BEGIN RECORDS PROVIDED
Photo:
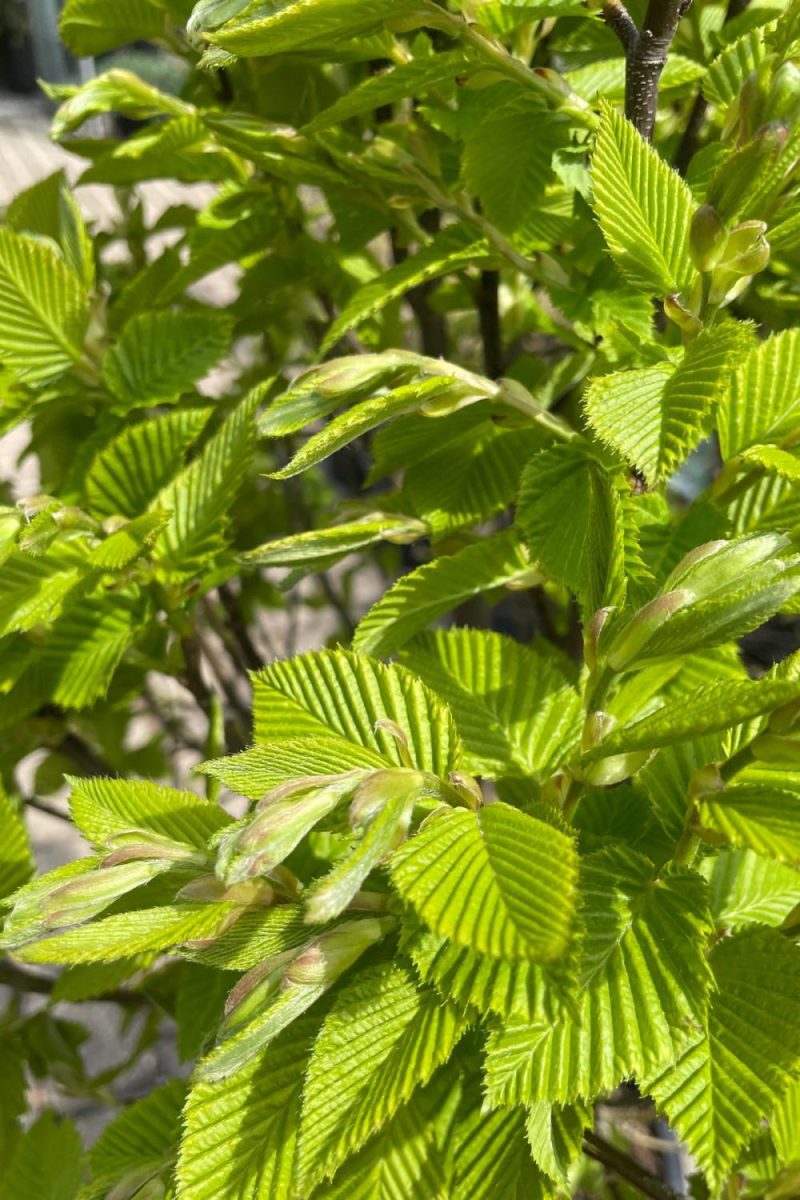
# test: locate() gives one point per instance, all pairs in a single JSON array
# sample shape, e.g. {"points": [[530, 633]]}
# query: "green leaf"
{"points": [[318, 547], [161, 354], [727, 73], [349, 695], [762, 401], [495, 881], [367, 415], [644, 208], [240, 1133], [413, 78], [655, 417], [492, 1158], [513, 708], [257, 771], [747, 889], [429, 592], [43, 310], [383, 1038], [450, 251], [16, 856], [716, 706], [644, 978], [570, 515], [47, 1162], [512, 173], [89, 27], [128, 473], [200, 496], [138, 1146], [762, 819], [555, 1137], [120, 91], [103, 808], [294, 24], [134, 933], [726, 1081]]}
END RECORDS PROVIDED
Print the whole listing above word for word, but leave out the picture.

FINISHED ANSWER.
Photo:
# test: locate() gives one point per instance, all pairs in a single JSON array
# sample shape, e.g. {"points": [[530, 633]]}
# query: "green leaf"
{"points": [[318, 547], [161, 354], [727, 73], [349, 695], [762, 401], [495, 881], [367, 415], [644, 208], [240, 1133], [413, 78], [655, 417], [492, 1158], [513, 708], [257, 771], [747, 889], [429, 592], [43, 310], [383, 1038], [450, 251], [16, 856], [716, 706], [644, 978], [570, 515], [47, 1162], [512, 173], [89, 27], [128, 473], [200, 496], [138, 1146], [762, 819], [555, 1137], [120, 91], [103, 808], [294, 24], [134, 933], [726, 1081]]}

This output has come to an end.